*EXTRAIT DU TEXTE*.
Qui parle alors ? Le pèlerin, l’anima, l’ange, le Père, le Fils… Va savoir ! Les signes que je vois s’inscrire dans le ciel sont-ils plus réels ou moins réels que cet émissaire céleste dont je pense ressentir parfois la présence ? Sommes-nous programmés pour cela, ou n’est-ce là que computations maniaques de la raison ? Doute cartésien, pari de Pascal, panthéisme de Spinoza… sous leur diversité apparente le monisme de la question essentielle se cache : Qui sommes nous ? L’esprit est-il naturellement capable de se dissocier de lui-même ? Si nous partagons cet avantage indéniable de pouvoir nous admirer dans un miroir avec les grands singes et les dauphins, en serait-il de même de l’immanence à un niveau supérieur de la révélation ? La transcendance est-elle vraiment l’expression d’un état supérieur de la conscience, ou au contraire un placebo caduc, impuissant à soulager l’angoisse de la condition humaine ? Cette angoisse existentielle dicte-t-elle au cerveau d’imaginer à la place de la soumission à Dieu, une forme supérieure ayant pour nom la co-responsabilité de la création et de revenir au stoïcisme romain avant les méfaits du christianisme institutionnalisé ?

*LIGNES DE DONNÉES*.
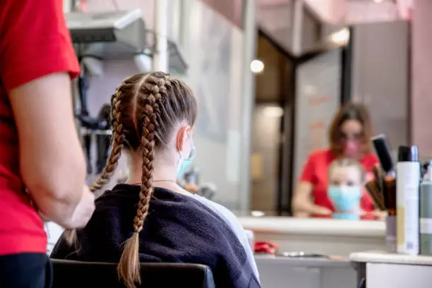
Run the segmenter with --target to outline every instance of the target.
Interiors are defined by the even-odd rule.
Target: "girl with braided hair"
[[[128,156],[128,179],[99,197],[87,226],[65,232],[51,256],[119,263],[119,276],[130,288],[140,283],[140,262],[204,264],[217,287],[259,287],[235,216],[176,184],[195,155],[197,104],[191,89],[162,72],[136,74],[117,88],[111,104],[112,149],[91,189],[110,181],[122,154]]]

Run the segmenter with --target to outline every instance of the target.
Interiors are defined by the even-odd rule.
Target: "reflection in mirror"
[[[396,19],[318,21],[318,32],[316,21],[304,20],[300,55],[292,53],[295,43],[262,25],[257,58],[265,68],[256,74],[251,210],[385,219],[365,185],[380,164],[371,137],[383,133],[394,148],[409,143],[410,24]]]

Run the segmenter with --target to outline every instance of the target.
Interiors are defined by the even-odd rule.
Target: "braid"
[[[148,215],[150,202],[153,193],[153,161],[156,129],[158,126],[160,104],[162,101],[162,93],[166,93],[166,80],[159,73],[150,76],[149,83],[155,82],[150,94],[144,94],[138,98],[138,107],[141,107],[140,119],[143,125],[140,150],[143,155],[143,174],[141,190],[136,215],[133,218],[133,234],[125,244],[119,263],[119,277],[128,287],[134,287],[141,282],[139,266],[139,233],[143,229],[145,217]],[[164,76],[165,74],[163,74]]]
[[[112,125],[113,127],[112,149],[111,150],[109,157],[108,158],[102,175],[95,183],[89,186],[90,190],[92,192],[98,191],[109,181],[117,166],[119,159],[121,155],[121,150],[123,149],[125,136],[123,124],[121,121],[121,112],[119,109],[119,107],[121,103],[121,100],[120,100],[121,94],[119,89],[117,89],[117,91],[111,98],[112,111]],[[77,239],[76,230],[66,230],[64,232],[64,239],[70,245],[74,244]]]
[[[92,192],[100,189],[109,181],[117,167],[119,159],[121,156],[121,150],[123,149],[125,136],[123,129],[123,124],[121,121],[121,112],[119,109],[119,106],[121,104],[121,100],[119,99],[120,95],[121,92],[116,92],[112,97],[112,125],[113,131],[112,148],[108,161],[107,162],[107,165],[105,165],[102,175],[95,183],[90,186],[90,189]]]

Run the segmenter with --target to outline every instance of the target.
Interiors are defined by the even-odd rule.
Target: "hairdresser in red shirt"
[[[73,115],[71,78],[79,66],[62,3],[0,4],[1,288],[49,286],[40,215],[80,227],[95,208]]]
[[[369,139],[372,126],[368,112],[361,104],[348,103],[333,119],[330,131],[330,148],[309,155],[294,195],[292,208],[296,216],[330,217],[335,212],[328,196],[330,164],[339,157],[356,159],[366,172],[366,181],[373,177],[372,167],[378,163],[371,152]],[[361,200],[363,219],[380,216],[375,211],[369,194],[364,191]]]

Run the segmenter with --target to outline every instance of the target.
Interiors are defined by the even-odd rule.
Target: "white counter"
[[[432,257],[372,251],[353,253],[352,262],[366,263],[368,288],[429,288]]]
[[[306,251],[348,257],[353,252],[385,249],[385,224],[286,217],[239,217],[256,240],[277,244],[280,251]]]
[[[356,252],[349,255],[352,262],[368,263],[409,264],[432,266],[432,256],[393,254],[380,251]]]

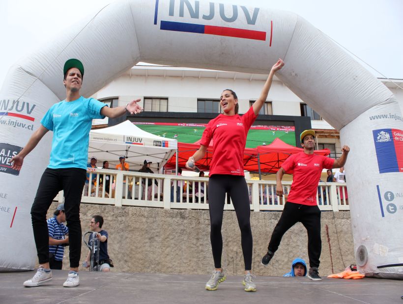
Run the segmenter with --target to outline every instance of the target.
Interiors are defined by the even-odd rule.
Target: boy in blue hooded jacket
[[[300,257],[297,257],[291,264],[291,271],[283,277],[305,277],[307,275],[307,264]]]

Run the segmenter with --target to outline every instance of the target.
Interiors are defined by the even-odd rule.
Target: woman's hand
[[[284,61],[283,61],[282,59],[279,59],[278,61],[276,62],[274,66],[273,66],[271,68],[271,72],[273,73],[276,73],[279,70],[281,70],[281,68],[284,66]]]
[[[192,170],[192,171],[195,170],[195,159],[193,158],[193,156],[190,156],[189,158],[189,160],[186,162],[186,168],[189,169],[189,170]],[[189,167],[189,163],[192,164],[193,166],[192,167]]]

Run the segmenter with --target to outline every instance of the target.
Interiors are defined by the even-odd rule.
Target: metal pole
[[[178,151],[178,148],[176,148],[176,164],[175,166],[175,175],[178,175],[178,153],[179,153],[179,151]]]
[[[260,153],[258,153],[258,168],[259,169],[259,179],[261,179],[261,172],[260,172]]]

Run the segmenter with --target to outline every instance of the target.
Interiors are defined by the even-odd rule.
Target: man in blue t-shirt
[[[47,221],[49,231],[49,266],[51,269],[61,269],[64,246],[69,243],[68,228],[63,224],[66,221],[64,204],[59,204],[53,214],[54,216]]]
[[[105,230],[101,229],[102,225],[104,225],[104,218],[101,215],[94,215],[91,218],[89,222],[89,228],[94,232],[97,232],[96,238],[99,240],[99,248],[95,248],[94,253],[94,258],[97,256],[98,249],[99,250],[99,259],[94,260],[94,267],[92,271],[108,272],[111,271],[112,262],[108,255],[108,232]],[[94,241],[94,234],[89,236],[88,244],[92,246]],[[90,250],[87,254],[86,262],[87,267],[90,266],[89,259],[91,255]],[[97,265],[98,268],[97,268]],[[113,266],[112,266],[113,267]]]
[[[46,213],[53,199],[61,190],[64,193],[70,244],[70,271],[63,286],[78,285],[78,271],[81,255],[80,203],[86,179],[88,133],[92,120],[105,116],[115,118],[128,111],[133,114],[143,110],[137,104],[140,99],[131,101],[126,107],[110,108],[93,98],[81,96],[80,89],[83,84],[84,67],[80,60],[68,60],[63,72],[66,99],[51,107],[24,148],[12,158],[12,169],[20,170],[24,158],[48,131],[53,131],[49,165],[41,178],[31,208],[39,267],[33,278],[24,282],[24,285],[27,287],[39,286],[52,279]]]

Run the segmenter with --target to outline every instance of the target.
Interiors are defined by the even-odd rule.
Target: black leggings
[[[320,239],[320,210],[317,205],[308,206],[291,202],[286,203],[277,225],[273,230],[268,249],[277,250],[284,233],[300,222],[308,233],[308,255],[311,267],[318,267],[322,250]]]
[[[214,267],[221,268],[223,237],[221,226],[225,204],[225,194],[229,193],[232,201],[238,224],[241,229],[241,244],[243,253],[245,270],[252,268],[252,240],[251,230],[251,207],[248,186],[243,176],[215,175],[208,179],[209,209],[210,211],[210,240],[213,251]]]
[[[69,228],[70,267],[78,267],[81,255],[80,203],[86,178],[86,170],[77,168],[47,168],[39,182],[31,208],[33,237],[39,264],[49,261],[49,235],[46,213],[53,199],[64,192],[64,211]]]

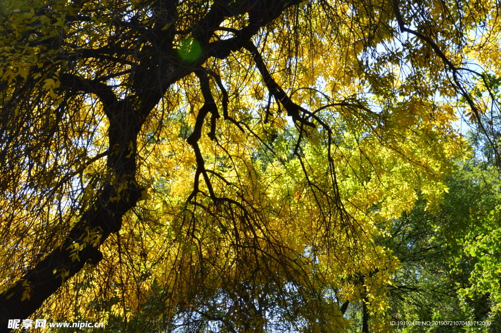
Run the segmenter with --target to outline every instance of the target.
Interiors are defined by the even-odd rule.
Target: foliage
[[[3,2],[0,324],[387,330],[379,240],[494,114],[495,5]]]

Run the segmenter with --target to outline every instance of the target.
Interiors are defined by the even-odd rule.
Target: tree
[[[3,3],[0,325],[383,329],[373,240],[446,191],[454,108],[484,123],[494,4]]]

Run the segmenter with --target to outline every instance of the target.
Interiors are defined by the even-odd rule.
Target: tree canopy
[[[500,165],[499,5],[3,1],[2,329],[387,330],[395,228],[471,156],[454,122]]]

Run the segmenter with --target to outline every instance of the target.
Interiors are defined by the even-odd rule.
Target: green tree
[[[168,327],[337,331],[358,302],[384,330],[374,240],[447,190],[457,108],[496,105],[469,65],[499,77],[495,5],[2,2],[0,326],[158,296]]]

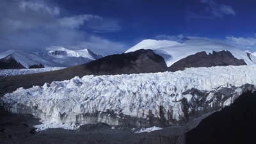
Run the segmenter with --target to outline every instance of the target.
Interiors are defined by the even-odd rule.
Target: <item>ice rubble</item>
[[[165,119],[179,120],[185,116],[180,101],[193,99],[184,92],[192,88],[211,92],[220,87],[237,87],[232,94],[234,96],[221,105],[228,106],[235,96],[242,94],[238,87],[255,85],[255,71],[256,66],[251,65],[189,68],[174,73],[84,76],[42,87],[19,88],[6,94],[1,104],[11,112],[28,113],[40,118],[43,125],[39,127],[46,128],[76,129],[79,126],[74,126],[74,124],[97,122],[116,126],[122,124],[124,115],[145,119],[150,115],[159,118],[160,106],[171,112],[163,113]],[[213,98],[210,92],[206,101]],[[108,114],[103,115],[106,113]],[[68,124],[70,127],[67,128]]]

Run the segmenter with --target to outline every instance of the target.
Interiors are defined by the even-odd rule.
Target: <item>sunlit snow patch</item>
[[[144,133],[144,132],[150,133],[152,131],[158,131],[158,130],[161,130],[161,129],[163,129],[163,128],[154,126],[154,127],[148,127],[148,128],[141,128],[139,131],[135,131],[134,133]]]

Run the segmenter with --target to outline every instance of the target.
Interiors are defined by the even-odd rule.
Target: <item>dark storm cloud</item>
[[[221,18],[226,16],[236,16],[234,8],[229,5],[220,4],[213,0],[200,0],[196,10],[188,10],[186,20]]]
[[[1,1],[0,51],[40,50],[53,45],[89,48],[102,54],[124,50],[123,44],[95,35],[120,31],[116,21],[89,14],[62,17],[65,10],[46,1]]]

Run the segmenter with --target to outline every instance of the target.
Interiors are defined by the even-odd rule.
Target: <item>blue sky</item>
[[[207,38],[255,51],[255,1],[3,0],[0,51],[120,53],[143,39]]]

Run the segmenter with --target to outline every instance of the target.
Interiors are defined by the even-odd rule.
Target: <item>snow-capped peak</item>
[[[205,51],[209,54],[212,51],[222,50],[230,52],[235,57],[243,59],[247,64],[256,64],[256,57],[254,55],[250,55],[249,58],[245,52],[234,47],[202,38],[189,38],[182,43],[170,40],[145,40],[128,49],[125,53],[140,49],[153,50],[164,58],[168,66],[197,52]]]
[[[28,68],[30,66],[40,64],[45,68],[69,67],[102,57],[89,49],[73,50],[63,47],[52,47],[47,48],[46,50],[46,52],[35,53],[22,50],[8,50],[0,53],[0,59],[12,55],[16,61]]]
[[[51,47],[47,48],[48,55],[55,57],[86,57],[89,59],[95,60],[99,59],[99,55],[95,55],[90,50],[84,48],[82,50],[70,50],[62,47]]]

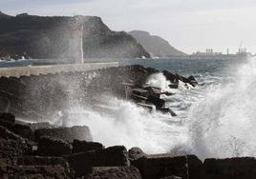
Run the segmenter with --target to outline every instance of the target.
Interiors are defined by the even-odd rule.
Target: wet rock
[[[75,153],[66,156],[76,176],[87,175],[92,167],[127,167],[128,152],[122,146]]]
[[[128,156],[129,156],[129,160],[134,161],[143,156],[146,156],[146,154],[139,148],[132,148],[128,151]]]
[[[50,166],[17,166],[0,160],[0,178],[74,178],[68,168],[61,165]]]
[[[6,128],[11,128],[15,124],[15,116],[11,113],[0,114],[0,125]]]
[[[23,156],[17,158],[19,166],[53,166],[60,165],[67,168],[68,162],[61,157]]]
[[[93,168],[92,173],[86,179],[141,179],[140,173],[135,167],[101,167]]]
[[[180,176],[188,179],[187,157],[181,154],[147,155],[133,163],[143,179],[158,179],[167,176]]]
[[[34,135],[32,129],[28,125],[15,124],[12,131],[24,138],[33,140]]]
[[[0,127],[0,158],[14,158],[29,153],[32,146],[22,137]]]
[[[205,179],[255,179],[256,159],[251,157],[205,159]]]
[[[163,177],[163,178],[160,178],[160,179],[182,179],[182,178],[179,177],[179,176],[166,176],[166,177]]]
[[[8,129],[1,126],[0,126],[0,138],[11,139],[15,141],[24,141],[24,139],[21,136],[10,131]]]
[[[41,129],[34,131],[35,139],[41,136],[50,136],[73,142],[75,139],[92,141],[90,129],[86,126],[72,128]]]
[[[164,106],[165,101],[163,99],[159,98],[159,97],[149,95],[147,98],[147,103],[155,105],[157,109],[159,109]]]
[[[203,179],[203,162],[196,155],[187,155],[189,179]]]
[[[87,142],[87,141],[79,141],[75,139],[72,143],[73,153],[79,153],[79,152],[85,152],[89,150],[96,150],[96,149],[103,149],[104,146],[100,143],[96,142]]]
[[[63,156],[72,153],[72,145],[62,139],[41,137],[38,140],[37,154],[40,156]]]

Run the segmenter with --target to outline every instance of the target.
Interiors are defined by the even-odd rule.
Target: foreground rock
[[[140,173],[135,167],[101,167],[93,168],[87,179],[141,179]]]
[[[205,159],[203,169],[205,179],[255,179],[256,159]]]
[[[203,163],[196,156],[181,154],[146,155],[132,162],[143,179],[179,176],[182,179],[203,178]]]
[[[111,147],[66,157],[76,176],[90,173],[92,167],[128,167],[128,152],[124,147]]]
[[[38,155],[41,156],[63,156],[72,153],[72,145],[61,139],[41,137],[38,140]]]
[[[35,139],[42,136],[49,136],[58,139],[64,139],[73,142],[75,139],[92,141],[93,137],[88,127],[55,128],[41,129],[34,131]]]

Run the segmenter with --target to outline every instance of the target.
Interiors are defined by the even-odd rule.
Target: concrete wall
[[[1,76],[30,76],[39,74],[54,74],[61,71],[86,71],[99,69],[107,69],[111,67],[118,67],[117,62],[108,63],[85,63],[85,64],[68,64],[68,65],[53,65],[53,66],[29,66],[14,68],[0,68]]]

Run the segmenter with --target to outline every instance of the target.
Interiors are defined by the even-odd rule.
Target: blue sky
[[[96,15],[115,30],[144,30],[191,53],[212,48],[256,53],[255,0],[0,0],[15,15]]]

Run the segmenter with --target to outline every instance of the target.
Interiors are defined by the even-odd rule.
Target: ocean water
[[[154,74],[149,84],[176,93],[162,98],[177,117],[148,113],[131,102],[102,95],[96,108],[72,108],[75,117],[71,126],[89,126],[94,140],[106,147],[139,147],[147,153],[193,153],[201,159],[256,156],[256,59],[120,62],[130,64],[193,75],[199,86],[171,90],[161,73]]]
[[[94,107],[73,104],[68,126],[88,126],[94,141],[106,147],[139,147],[146,153],[193,153],[203,160],[256,157],[256,59],[126,59],[119,64],[193,75],[199,86],[187,89],[181,84],[171,90],[165,77],[157,73],[147,83],[175,93],[161,97],[177,117],[148,113],[129,101],[102,94],[96,96]]]

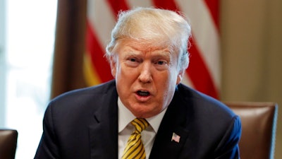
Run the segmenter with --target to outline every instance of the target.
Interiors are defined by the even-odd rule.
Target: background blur
[[[0,128],[19,131],[16,159],[32,158],[40,139],[56,7],[0,0]],[[221,0],[220,13],[221,100],[277,102],[275,158],[282,158],[282,1]]]

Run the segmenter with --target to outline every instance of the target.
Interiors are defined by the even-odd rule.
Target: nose
[[[152,81],[152,66],[149,63],[143,62],[140,66],[139,81],[144,83],[150,83]]]

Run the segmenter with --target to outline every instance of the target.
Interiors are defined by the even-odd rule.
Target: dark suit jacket
[[[35,158],[117,158],[117,100],[115,81],[51,100]],[[149,158],[239,158],[240,133],[239,117],[224,105],[179,84]]]

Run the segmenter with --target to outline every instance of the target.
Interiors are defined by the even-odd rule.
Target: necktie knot
[[[141,134],[141,131],[145,129],[149,125],[147,120],[143,118],[135,118],[131,122],[131,124],[135,126],[135,132],[137,134]]]
[[[141,140],[141,131],[148,126],[149,123],[142,118],[136,118],[131,122],[135,130],[129,137],[122,159],[145,159],[146,153]]]

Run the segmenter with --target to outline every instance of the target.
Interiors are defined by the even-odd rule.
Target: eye
[[[163,61],[163,60],[160,60],[157,62],[157,64],[159,64],[159,65],[164,65],[164,64],[167,64],[167,62],[165,61]]]

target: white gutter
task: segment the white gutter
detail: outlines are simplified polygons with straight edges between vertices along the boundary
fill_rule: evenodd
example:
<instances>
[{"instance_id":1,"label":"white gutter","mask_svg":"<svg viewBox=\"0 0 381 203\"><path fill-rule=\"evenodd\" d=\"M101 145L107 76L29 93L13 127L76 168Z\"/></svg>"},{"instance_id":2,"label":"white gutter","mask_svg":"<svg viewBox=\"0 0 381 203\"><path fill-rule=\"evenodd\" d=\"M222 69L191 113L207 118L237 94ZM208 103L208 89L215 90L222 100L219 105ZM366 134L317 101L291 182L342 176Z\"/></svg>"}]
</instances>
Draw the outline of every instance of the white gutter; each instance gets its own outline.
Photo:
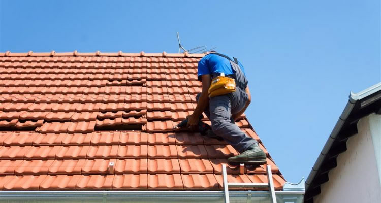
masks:
<instances>
[{"instance_id":1,"label":"white gutter","mask_svg":"<svg viewBox=\"0 0 381 203\"><path fill-rule=\"evenodd\" d=\"M313 181L316 173L320 168L326 155L331 149L332 144L336 139L337 134L341 130L343 125L344 125L345 121L346 121L346 119L348 118L348 116L349 116L349 115L351 114L355 105L358 100L380 90L381 90L381 82L363 90L357 94L351 92L351 94L349 96L349 100L346 104L346 106L345 106L345 108L344 109L341 115L340 116L339 120L337 121L336 125L335 125L335 127L334 127L333 130L332 130L332 132L330 134L328 140L326 142L319 156L318 157L318 159L316 160L315 164L312 167L312 169L311 170L311 172L310 172L308 177L307 178L307 180L306 180L306 190L308 190L309 186Z\"/></svg>"}]
</instances>

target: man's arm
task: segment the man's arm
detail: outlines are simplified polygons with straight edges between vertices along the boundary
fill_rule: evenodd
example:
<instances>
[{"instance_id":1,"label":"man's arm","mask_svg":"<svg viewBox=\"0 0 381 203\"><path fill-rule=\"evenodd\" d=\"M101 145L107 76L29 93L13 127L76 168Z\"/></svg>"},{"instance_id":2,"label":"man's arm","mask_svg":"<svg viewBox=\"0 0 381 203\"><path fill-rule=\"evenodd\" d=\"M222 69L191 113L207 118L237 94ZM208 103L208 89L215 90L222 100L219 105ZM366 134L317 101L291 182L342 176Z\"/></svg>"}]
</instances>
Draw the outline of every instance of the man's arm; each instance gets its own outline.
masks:
<instances>
[{"instance_id":1,"label":"man's arm","mask_svg":"<svg viewBox=\"0 0 381 203\"><path fill-rule=\"evenodd\" d=\"M239 118L240 116L245 112L246 109L249 106L250 103L251 102L251 95L250 94L250 90L249 90L248 86L246 87L245 91L246 94L247 94L247 101L246 101L246 105L245 105L245 107L244 107L242 110L240 111L239 112L232 115L232 117L234 119L234 121L236 121L238 118Z\"/></svg>"},{"instance_id":2,"label":"man's arm","mask_svg":"<svg viewBox=\"0 0 381 203\"><path fill-rule=\"evenodd\" d=\"M210 87L211 78L210 74L203 75L201 76L202 81L202 91L197 102L197 106L192 115L188 116L188 122L187 127L195 129L199 123L200 115L202 114L204 110L209 104L209 97L208 96L208 90Z\"/></svg>"}]
</instances>

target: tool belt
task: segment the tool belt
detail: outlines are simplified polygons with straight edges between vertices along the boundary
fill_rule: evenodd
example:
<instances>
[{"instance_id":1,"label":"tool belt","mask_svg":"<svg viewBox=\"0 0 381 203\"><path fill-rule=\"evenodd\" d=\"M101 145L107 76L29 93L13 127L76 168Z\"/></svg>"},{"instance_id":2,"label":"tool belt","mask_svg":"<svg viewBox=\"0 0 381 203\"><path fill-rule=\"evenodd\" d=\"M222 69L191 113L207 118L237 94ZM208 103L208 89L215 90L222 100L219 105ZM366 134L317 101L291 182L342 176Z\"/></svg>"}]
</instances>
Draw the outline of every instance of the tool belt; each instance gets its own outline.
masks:
<instances>
[{"instance_id":1,"label":"tool belt","mask_svg":"<svg viewBox=\"0 0 381 203\"><path fill-rule=\"evenodd\" d=\"M229 94L236 91L235 80L225 77L224 74L212 80L210 87L208 90L209 97Z\"/></svg>"}]
</instances>

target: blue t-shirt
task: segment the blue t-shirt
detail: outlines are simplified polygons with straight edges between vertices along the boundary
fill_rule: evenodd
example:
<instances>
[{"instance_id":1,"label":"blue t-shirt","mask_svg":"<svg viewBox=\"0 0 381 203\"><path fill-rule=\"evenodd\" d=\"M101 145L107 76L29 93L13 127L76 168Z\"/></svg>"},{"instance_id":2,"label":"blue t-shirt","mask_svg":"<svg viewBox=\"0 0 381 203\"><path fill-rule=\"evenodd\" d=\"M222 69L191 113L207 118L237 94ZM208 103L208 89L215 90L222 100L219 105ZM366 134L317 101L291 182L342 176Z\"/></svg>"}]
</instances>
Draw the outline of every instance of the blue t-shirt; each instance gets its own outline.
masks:
<instances>
[{"instance_id":1,"label":"blue t-shirt","mask_svg":"<svg viewBox=\"0 0 381 203\"><path fill-rule=\"evenodd\" d=\"M226 55L226 54L224 55ZM232 60L233 60L231 57L227 56L230 57ZM243 74L246 76L243 65L239 61L238 61L238 65L242 72L243 72ZM218 56L217 54L210 54L204 56L199 61L199 65L197 69L197 76L199 81L201 81L201 76L203 75L213 75L221 73L224 73L225 75L235 73L235 72L232 68L230 61L227 58Z\"/></svg>"}]
</instances>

*À FAIRE*.
**1)** Condensez sous forme de liste le paragraphe de l'extrait qui commence par « Qui parle alors ? », en conservant ses idées principales.
**2)** Repérez, s'il vous plaît, chaque ligne des entrées qui contient la chaîne « belt », puis recopiez-la ; la casse compte.

*RÉPONSES*.
**1)**
- Qui parle : le pèlerin, l'anima, l'ange, le Père ou le Fils ?
- Les signes que je vois dans le ciel sont-ils plus ou moins réels que l'émissaire céleste dont je crois parfois ressentir la présence ? Sommes-nous programmés pour cela, ou ne s'agit-il que de computations maniaques de la raison ?
- Sous la diversité du doute cartésien, du pari de Pascal et du panthéisme de Spinoza se cache une seule question : qui sommes-nous ?
- L'esprit peut-il naturellement se dissocier de lui-même ? Comme les grands singes et les dauphins, nous pouvons nous admirer dans un miroir. En va-t-il de même de l'immanence à un niveau supérieur de la révélation ?
- La transcendance exprime-t-elle un état supérieur de la conscience, ou n'est-elle qu'un placebo caduc, impuissant face à l'angoisse de la condition humaine ?
- Cette angoisse pousse-t-elle le cerveau à remplacer la soumission à Dieu par la co-responsabilité de la création et à revenir au stoïcisme romain d'avant le christianisme institutionnalisé ?

**2)**
target: tool belt
task: segment the tool belt
[{"instance_id":1,"label":"tool belt","mask_svg":"<svg viewBox=\"0 0 381 203\"><path fill-rule=\"evenodd\" d=\"M101 145L107 76L29 93L13 127L76 168Z\"/></svg>"},{"instance_id":2,"label":"tool belt","mask_svg":"<svg viewBox=\"0 0 381 203\"><path fill-rule=\"evenodd\" d=\"M222 69L191 113L207 118L237 94ZM208 103L208 89L215 90L222 100L219 105ZM366 134L317 101L291 182L342 176Z\"/></svg>"}]
Draw the outline of every instance of the tool belt; each instance gets its own outline.
[{"instance_id":1,"label":"tool belt","mask_svg":"<svg viewBox=\"0 0 381 203\"><path fill-rule=\"evenodd\" d=\"M229 94L236 91L235 80L225 77L224 74L212 80L210 87L208 90L209 97Z\"/></svg>"}]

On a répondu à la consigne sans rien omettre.